What to produce |
Turn the part of the material that opens with the line containing "formatted as [85,273]." and closes with the line containing "Target: spectator in background" into a numbered list with blank lines left out.

[Dataset entries]
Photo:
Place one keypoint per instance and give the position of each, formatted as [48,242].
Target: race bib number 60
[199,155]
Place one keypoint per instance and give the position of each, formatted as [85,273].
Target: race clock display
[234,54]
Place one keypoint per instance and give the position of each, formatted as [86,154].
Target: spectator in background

* * *

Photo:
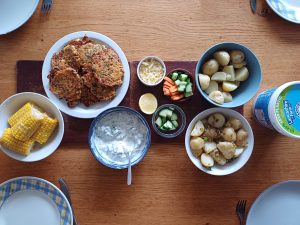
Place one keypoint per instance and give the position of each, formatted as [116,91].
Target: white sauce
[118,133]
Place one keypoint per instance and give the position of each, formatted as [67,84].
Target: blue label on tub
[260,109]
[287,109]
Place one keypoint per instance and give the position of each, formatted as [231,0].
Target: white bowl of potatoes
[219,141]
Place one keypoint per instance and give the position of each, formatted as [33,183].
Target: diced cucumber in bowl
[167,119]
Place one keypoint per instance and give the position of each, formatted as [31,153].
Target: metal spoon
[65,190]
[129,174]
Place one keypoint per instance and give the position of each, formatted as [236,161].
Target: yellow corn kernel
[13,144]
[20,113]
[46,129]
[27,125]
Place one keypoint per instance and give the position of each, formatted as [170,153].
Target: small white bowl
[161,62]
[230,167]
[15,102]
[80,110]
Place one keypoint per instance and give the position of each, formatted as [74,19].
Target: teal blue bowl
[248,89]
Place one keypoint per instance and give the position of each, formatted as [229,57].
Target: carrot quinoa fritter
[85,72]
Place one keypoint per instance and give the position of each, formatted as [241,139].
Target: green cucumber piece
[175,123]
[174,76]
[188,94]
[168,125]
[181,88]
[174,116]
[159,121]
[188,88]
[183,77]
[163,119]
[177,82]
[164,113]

Finished exercise |
1. Place one keypoint per instance and give the position of each, formatted as [85,273].
2. Target: race clock display
3. [234,54]
4. Place one keypoint per instance and give the position of each, formatted as [86,154].
5. Target: spectator in background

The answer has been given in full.